▼

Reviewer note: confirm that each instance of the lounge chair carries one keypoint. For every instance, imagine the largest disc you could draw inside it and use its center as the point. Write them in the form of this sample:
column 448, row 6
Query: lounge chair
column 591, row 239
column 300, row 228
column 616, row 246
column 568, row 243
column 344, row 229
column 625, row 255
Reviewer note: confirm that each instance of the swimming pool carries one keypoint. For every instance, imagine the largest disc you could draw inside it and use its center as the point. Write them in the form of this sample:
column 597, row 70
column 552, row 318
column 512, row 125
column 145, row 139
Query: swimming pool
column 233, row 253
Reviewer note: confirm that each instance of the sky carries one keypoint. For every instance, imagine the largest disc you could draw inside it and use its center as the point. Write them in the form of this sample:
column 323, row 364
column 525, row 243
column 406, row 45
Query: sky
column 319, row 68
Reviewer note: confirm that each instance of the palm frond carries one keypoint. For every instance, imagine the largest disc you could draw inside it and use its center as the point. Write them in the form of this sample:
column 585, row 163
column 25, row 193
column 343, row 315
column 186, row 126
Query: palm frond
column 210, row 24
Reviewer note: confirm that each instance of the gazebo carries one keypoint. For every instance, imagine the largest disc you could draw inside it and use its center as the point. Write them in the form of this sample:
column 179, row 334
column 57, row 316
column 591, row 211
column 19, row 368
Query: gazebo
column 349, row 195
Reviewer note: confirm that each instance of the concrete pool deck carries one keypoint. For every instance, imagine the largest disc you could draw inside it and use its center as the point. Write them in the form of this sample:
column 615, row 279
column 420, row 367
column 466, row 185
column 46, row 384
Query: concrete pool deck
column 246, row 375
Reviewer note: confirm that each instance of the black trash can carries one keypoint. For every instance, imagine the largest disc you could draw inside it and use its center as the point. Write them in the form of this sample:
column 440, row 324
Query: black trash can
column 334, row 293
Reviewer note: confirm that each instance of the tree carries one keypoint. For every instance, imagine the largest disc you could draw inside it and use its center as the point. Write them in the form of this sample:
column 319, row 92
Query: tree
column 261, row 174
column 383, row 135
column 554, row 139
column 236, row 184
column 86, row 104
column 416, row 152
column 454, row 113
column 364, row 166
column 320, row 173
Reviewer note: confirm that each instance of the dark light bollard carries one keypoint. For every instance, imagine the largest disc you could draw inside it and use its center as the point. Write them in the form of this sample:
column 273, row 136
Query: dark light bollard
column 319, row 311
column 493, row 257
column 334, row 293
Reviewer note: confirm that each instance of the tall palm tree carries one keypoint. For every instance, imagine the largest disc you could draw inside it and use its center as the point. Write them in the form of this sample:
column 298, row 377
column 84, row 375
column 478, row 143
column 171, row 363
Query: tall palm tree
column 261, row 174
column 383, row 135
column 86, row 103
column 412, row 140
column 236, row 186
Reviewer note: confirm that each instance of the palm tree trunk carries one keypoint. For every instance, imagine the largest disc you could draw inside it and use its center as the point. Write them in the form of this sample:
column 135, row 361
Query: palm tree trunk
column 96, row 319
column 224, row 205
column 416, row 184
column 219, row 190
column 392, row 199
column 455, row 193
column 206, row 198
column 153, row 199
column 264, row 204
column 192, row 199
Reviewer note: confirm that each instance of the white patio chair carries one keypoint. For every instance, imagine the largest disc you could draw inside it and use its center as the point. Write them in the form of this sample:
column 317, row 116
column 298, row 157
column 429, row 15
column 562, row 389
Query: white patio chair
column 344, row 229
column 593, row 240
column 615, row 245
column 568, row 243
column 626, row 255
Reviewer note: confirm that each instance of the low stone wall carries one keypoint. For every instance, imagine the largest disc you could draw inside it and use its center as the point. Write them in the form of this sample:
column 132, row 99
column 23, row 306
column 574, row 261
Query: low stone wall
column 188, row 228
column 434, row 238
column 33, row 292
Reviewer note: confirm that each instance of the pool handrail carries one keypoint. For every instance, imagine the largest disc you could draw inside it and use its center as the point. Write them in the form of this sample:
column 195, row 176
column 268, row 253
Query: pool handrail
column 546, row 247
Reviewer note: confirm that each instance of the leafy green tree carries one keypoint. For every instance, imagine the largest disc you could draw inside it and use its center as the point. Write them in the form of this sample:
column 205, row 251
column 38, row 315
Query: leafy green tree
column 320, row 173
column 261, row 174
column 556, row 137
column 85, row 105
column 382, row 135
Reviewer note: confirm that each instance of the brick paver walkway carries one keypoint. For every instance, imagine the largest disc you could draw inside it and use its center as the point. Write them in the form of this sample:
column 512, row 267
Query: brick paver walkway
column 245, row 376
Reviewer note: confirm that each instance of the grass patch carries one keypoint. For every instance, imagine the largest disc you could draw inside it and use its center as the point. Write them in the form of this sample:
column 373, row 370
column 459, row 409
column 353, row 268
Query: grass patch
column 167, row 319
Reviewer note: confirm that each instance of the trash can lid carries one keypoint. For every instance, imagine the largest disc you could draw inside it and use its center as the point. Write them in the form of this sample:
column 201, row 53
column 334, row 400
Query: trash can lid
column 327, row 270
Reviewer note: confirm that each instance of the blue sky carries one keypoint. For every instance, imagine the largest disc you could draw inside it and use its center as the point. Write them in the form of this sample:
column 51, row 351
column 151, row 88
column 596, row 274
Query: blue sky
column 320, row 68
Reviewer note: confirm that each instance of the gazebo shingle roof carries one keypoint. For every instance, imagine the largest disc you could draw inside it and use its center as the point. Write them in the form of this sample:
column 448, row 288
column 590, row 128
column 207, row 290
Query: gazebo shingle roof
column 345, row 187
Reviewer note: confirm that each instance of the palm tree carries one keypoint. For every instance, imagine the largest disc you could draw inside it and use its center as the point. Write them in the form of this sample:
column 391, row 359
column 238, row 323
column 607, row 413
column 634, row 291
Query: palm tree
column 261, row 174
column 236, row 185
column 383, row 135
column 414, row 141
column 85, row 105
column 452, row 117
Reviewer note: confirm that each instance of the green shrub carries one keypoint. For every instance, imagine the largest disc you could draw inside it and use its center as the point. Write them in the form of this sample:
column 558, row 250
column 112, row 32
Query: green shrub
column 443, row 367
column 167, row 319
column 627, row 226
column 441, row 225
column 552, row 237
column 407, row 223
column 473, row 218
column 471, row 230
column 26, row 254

▲

__What you have to do__: Copy the items from the start of the records through the line that contains "column 233, row 253", keeping every line unchanged.

__Correct answer__:
Reviewer note: confirm that each instance of the lounge chair carries one keypoint. For every instance, imagine the largest disc you could draw inside it and use its center as the point. Write them in the form of this sample:
column 448, row 6
Query: lounge chair
column 591, row 239
column 300, row 228
column 616, row 246
column 568, row 243
column 344, row 229
column 625, row 255
Reviewer note: confirm that each instance of the swimming pool carries one keypoint. For every instance, imagine the largest disc you could draw inside it and use its center as the point. Write them in the form of this sample:
column 597, row 70
column 552, row 318
column 512, row 125
column 145, row 139
Query: swimming pool
column 233, row 253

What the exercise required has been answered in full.